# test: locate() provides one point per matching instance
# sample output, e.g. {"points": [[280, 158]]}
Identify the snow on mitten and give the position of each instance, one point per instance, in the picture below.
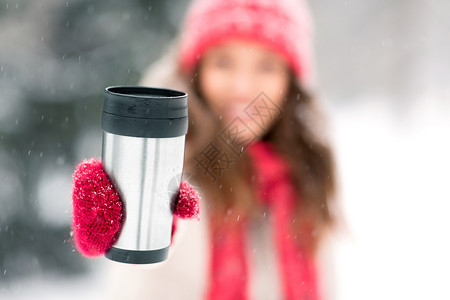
{"points": [[98, 210]]}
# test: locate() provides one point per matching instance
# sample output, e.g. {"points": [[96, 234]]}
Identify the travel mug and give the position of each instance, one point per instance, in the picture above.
{"points": [[143, 152]]}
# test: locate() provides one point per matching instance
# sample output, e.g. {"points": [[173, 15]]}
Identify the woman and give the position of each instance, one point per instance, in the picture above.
{"points": [[257, 151]]}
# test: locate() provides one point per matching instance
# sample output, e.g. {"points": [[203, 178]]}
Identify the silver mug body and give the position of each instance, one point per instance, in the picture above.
{"points": [[143, 153], [143, 171]]}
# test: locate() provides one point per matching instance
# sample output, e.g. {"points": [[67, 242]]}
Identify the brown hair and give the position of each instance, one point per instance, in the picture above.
{"points": [[296, 136]]}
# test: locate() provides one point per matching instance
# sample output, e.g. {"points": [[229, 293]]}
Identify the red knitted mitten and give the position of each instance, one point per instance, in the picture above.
{"points": [[98, 210]]}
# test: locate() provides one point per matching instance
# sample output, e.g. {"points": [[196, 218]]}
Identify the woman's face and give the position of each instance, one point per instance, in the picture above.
{"points": [[233, 74]]}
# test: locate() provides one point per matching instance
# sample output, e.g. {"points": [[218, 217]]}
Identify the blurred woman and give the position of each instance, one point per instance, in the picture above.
{"points": [[256, 150]]}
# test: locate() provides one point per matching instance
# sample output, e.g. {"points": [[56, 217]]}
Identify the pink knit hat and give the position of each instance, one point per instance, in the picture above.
{"points": [[282, 25]]}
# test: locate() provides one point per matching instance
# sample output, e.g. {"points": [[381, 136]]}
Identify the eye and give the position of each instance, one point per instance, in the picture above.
{"points": [[222, 62]]}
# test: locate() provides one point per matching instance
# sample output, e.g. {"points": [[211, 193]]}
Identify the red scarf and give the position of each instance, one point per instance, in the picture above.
{"points": [[228, 267]]}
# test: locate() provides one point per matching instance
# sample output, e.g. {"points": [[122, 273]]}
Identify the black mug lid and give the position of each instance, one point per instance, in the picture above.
{"points": [[144, 111]]}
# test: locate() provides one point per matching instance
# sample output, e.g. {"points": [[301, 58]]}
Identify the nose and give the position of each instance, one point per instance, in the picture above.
{"points": [[242, 88]]}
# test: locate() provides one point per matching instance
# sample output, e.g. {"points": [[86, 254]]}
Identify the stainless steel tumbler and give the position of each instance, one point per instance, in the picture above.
{"points": [[143, 152]]}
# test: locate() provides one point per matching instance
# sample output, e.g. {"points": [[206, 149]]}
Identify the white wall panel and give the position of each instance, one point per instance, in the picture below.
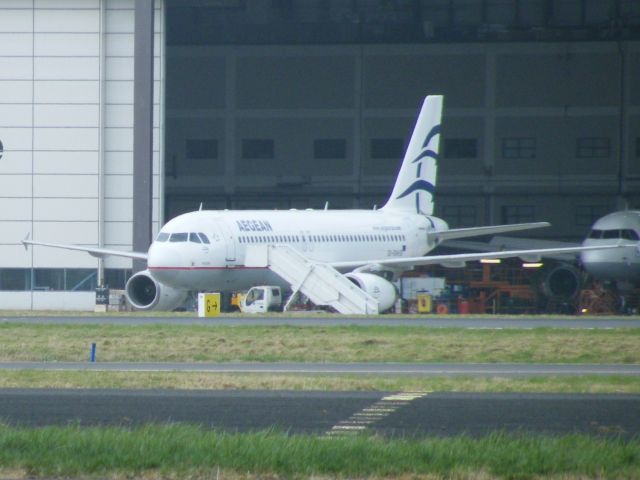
{"points": [[15, 138], [119, 116], [67, 4], [15, 256], [14, 300], [65, 162], [67, 92], [16, 20], [15, 162], [78, 301], [120, 44], [15, 209], [67, 20], [65, 186], [67, 115], [67, 44], [84, 233], [12, 4], [118, 233], [18, 91], [18, 186], [15, 115], [120, 5], [118, 163], [43, 258], [118, 209], [16, 68], [119, 92], [69, 68], [118, 262], [119, 68], [118, 139], [120, 21], [65, 210], [69, 139], [118, 186], [16, 44], [14, 232]]}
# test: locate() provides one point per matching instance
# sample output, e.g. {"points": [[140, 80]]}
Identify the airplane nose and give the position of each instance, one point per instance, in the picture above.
{"points": [[165, 261]]}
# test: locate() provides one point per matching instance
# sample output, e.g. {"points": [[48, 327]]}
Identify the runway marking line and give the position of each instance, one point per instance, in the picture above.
{"points": [[368, 416]]}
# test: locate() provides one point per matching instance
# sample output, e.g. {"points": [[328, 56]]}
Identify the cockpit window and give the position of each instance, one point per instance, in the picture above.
{"points": [[179, 237], [629, 234]]}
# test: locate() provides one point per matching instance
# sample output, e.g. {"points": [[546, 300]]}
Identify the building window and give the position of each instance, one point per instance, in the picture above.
{"points": [[593, 147], [460, 148], [16, 279], [329, 148], [586, 215], [459, 215], [385, 148], [518, 213], [258, 148], [198, 149], [520, 147]]}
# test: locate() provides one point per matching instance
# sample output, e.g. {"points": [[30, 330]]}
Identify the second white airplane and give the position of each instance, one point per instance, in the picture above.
{"points": [[217, 250]]}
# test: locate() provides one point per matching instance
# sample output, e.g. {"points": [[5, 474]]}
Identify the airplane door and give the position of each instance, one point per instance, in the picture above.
{"points": [[229, 241], [307, 244]]}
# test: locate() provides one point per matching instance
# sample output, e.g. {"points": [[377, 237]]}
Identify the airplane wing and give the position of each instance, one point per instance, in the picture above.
{"points": [[94, 251], [479, 231], [458, 260]]}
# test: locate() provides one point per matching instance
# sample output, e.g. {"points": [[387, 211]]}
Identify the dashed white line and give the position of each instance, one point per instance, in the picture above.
{"points": [[360, 421]]}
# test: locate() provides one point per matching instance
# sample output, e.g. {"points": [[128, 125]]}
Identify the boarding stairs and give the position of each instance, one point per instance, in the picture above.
{"points": [[320, 282]]}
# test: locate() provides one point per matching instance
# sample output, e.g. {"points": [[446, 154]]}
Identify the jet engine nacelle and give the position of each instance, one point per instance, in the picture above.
{"points": [[562, 282], [144, 293], [379, 288]]}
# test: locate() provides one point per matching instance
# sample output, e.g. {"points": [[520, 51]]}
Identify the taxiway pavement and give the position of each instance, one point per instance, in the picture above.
{"points": [[518, 322], [419, 414]]}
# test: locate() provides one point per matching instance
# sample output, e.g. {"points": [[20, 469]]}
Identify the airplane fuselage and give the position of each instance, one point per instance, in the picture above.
{"points": [[181, 258], [623, 264]]}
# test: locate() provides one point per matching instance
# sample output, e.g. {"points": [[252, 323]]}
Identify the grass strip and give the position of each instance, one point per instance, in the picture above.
{"points": [[315, 344], [229, 381], [189, 451]]}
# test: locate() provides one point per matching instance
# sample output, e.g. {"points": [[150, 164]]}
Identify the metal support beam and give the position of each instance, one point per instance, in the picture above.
{"points": [[142, 128]]}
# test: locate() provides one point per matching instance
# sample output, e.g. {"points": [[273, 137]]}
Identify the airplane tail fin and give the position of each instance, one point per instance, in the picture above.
{"points": [[415, 185]]}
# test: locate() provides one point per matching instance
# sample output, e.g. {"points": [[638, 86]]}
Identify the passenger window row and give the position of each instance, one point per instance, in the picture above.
{"points": [[182, 237], [625, 234], [335, 238]]}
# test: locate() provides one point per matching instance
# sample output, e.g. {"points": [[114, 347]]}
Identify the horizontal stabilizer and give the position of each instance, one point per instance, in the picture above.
{"points": [[479, 231], [469, 257]]}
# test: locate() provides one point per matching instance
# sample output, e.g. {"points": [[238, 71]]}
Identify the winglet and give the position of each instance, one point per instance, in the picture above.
{"points": [[25, 242]]}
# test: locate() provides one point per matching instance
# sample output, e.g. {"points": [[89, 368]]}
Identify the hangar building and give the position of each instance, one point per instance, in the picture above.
{"points": [[292, 103]]}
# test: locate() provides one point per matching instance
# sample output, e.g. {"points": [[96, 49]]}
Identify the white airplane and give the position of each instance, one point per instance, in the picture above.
{"points": [[621, 265], [213, 250]]}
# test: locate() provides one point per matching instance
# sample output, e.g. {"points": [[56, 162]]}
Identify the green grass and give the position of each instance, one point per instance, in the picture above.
{"points": [[315, 344], [229, 381], [179, 451]]}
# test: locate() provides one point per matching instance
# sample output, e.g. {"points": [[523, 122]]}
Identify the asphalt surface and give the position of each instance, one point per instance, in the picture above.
{"points": [[439, 414], [282, 368], [524, 322]]}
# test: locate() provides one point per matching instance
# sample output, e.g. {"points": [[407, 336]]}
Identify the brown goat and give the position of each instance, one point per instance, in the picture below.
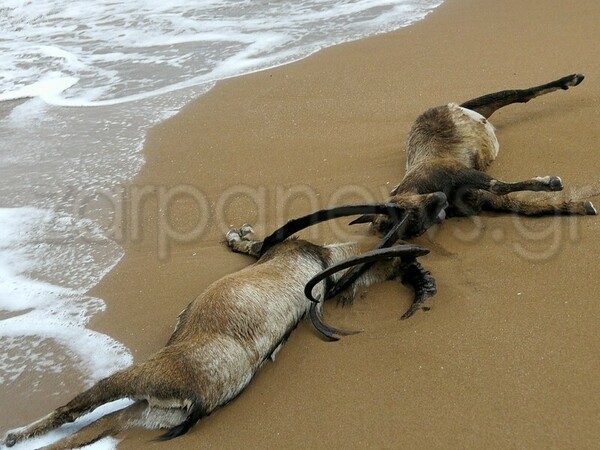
{"points": [[448, 149], [222, 338]]}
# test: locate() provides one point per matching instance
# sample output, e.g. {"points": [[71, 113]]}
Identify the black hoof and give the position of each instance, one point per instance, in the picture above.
{"points": [[10, 440], [572, 80], [589, 209]]}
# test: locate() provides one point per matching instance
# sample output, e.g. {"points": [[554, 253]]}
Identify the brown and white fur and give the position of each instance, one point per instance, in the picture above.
{"points": [[449, 148], [219, 342]]}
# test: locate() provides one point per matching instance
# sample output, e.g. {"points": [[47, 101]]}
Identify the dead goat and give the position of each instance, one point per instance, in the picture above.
{"points": [[449, 148], [223, 337]]}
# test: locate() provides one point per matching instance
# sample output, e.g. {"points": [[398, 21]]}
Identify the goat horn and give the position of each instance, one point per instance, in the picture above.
{"points": [[328, 331], [374, 255], [352, 275], [295, 225], [371, 256]]}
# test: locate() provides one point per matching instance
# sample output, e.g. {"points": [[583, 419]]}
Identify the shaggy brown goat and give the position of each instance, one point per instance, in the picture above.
{"points": [[223, 337], [448, 149]]}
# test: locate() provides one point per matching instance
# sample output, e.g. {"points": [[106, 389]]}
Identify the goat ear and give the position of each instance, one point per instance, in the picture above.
{"points": [[367, 218]]}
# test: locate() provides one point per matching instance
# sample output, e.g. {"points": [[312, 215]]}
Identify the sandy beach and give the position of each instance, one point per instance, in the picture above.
{"points": [[508, 356]]}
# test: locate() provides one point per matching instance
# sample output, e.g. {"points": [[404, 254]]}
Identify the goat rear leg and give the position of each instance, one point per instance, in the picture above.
{"points": [[108, 425], [467, 178], [547, 183], [488, 104], [533, 205], [239, 241], [106, 390]]}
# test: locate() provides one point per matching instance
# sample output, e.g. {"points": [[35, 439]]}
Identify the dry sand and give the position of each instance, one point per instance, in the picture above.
{"points": [[509, 355]]}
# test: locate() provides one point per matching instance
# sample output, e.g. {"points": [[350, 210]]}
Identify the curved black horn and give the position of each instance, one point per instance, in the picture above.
{"points": [[352, 275], [328, 331], [423, 284], [295, 225], [372, 256]]}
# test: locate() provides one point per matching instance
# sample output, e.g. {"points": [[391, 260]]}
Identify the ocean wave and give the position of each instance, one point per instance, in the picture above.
{"points": [[72, 55]]}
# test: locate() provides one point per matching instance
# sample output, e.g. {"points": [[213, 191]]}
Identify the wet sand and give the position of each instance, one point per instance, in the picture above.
{"points": [[509, 355]]}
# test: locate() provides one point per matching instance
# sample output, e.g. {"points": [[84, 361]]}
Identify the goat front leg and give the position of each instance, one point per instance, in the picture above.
{"points": [[240, 241], [467, 178]]}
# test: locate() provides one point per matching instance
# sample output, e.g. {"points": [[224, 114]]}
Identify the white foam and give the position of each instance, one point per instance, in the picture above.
{"points": [[126, 51], [107, 443], [40, 311]]}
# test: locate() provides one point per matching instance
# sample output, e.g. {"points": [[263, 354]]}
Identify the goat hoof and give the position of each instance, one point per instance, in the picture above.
{"points": [[231, 237], [11, 439], [246, 230], [573, 80], [589, 209], [555, 184]]}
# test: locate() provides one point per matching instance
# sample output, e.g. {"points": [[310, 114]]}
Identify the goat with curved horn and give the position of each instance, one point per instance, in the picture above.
{"points": [[403, 251], [393, 211]]}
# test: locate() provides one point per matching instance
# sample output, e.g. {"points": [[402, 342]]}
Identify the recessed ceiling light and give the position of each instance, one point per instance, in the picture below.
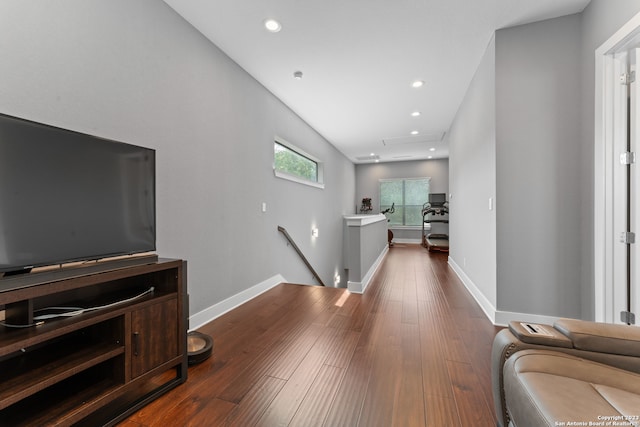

☆ ☆ ☆ ☆ ☆ ☆ ☆

### Objective
Gather every line of the items above that contains the string "hoof".

### Result of the exercise
Identify the black hoof and give the position of each instance, one point per instance, in the picture above.
Identify the goat hoof and give the position of each instance, one point per instance, in the picture above.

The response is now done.